»»

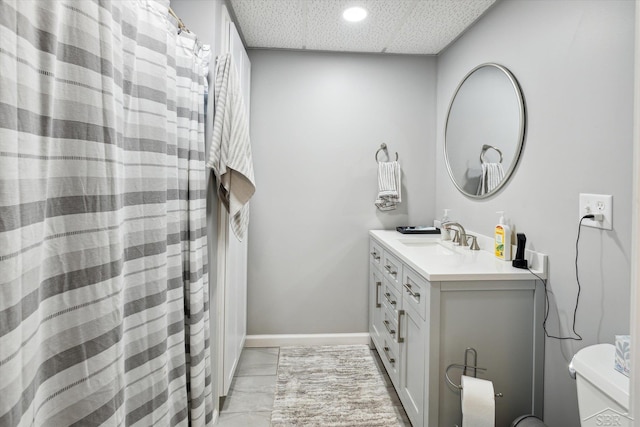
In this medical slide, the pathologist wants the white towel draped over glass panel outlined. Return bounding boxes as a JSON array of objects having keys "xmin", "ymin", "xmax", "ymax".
[{"xmin": 0, "ymin": 0, "xmax": 213, "ymax": 426}]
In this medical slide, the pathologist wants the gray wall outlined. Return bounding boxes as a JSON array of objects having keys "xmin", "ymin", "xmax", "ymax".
[
  {"xmin": 248, "ymin": 51, "xmax": 436, "ymax": 335},
  {"xmin": 436, "ymin": 0, "xmax": 634, "ymax": 427}
]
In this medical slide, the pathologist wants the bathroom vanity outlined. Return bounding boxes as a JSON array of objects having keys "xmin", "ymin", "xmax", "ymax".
[{"xmin": 369, "ymin": 230, "xmax": 546, "ymax": 427}]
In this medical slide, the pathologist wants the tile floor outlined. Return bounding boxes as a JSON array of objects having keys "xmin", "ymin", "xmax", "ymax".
[{"xmin": 217, "ymin": 347, "xmax": 411, "ymax": 427}]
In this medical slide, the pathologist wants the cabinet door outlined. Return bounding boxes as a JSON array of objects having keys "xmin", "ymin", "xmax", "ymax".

««

Prompt = Rewrite all the records above with "medical slide" replaced by "photo" wherever it occurs, leaving everything else unchanged and the pictures out.

Exercise output =
In this photo, the pathologist wants the white towel draped over glass panel outlined. Return bounding boxes as a JSON array of objects having keys "xmin", "ymin", "xmax", "ymax".
[{"xmin": 0, "ymin": 0, "xmax": 213, "ymax": 426}]
In this photo, the pathologist wants the gray wall outlined. Return bounding boxes as a JSON array of objects having keys "xmin", "ymin", "xmax", "ymax".
[
  {"xmin": 248, "ymin": 51, "xmax": 436, "ymax": 335},
  {"xmin": 436, "ymin": 0, "xmax": 634, "ymax": 427}
]
In this photo, the pathologist wants the bathroom vanity outlined. Return bounding boxes as a JSON array of objects having keys "xmin", "ymin", "xmax", "ymax".
[{"xmin": 369, "ymin": 230, "xmax": 546, "ymax": 427}]
In this photo, the pathologist wants the tile floor outlined. Return bounding boxes as a JSON array of objects having keys "xmin", "ymin", "xmax", "ymax".
[{"xmin": 217, "ymin": 347, "xmax": 411, "ymax": 427}]
In this photo, the pathologist wants the cabinet door outlined. Return bounding boxes as a JSON array of objects having keys "xmin", "ymin", "xmax", "ymax".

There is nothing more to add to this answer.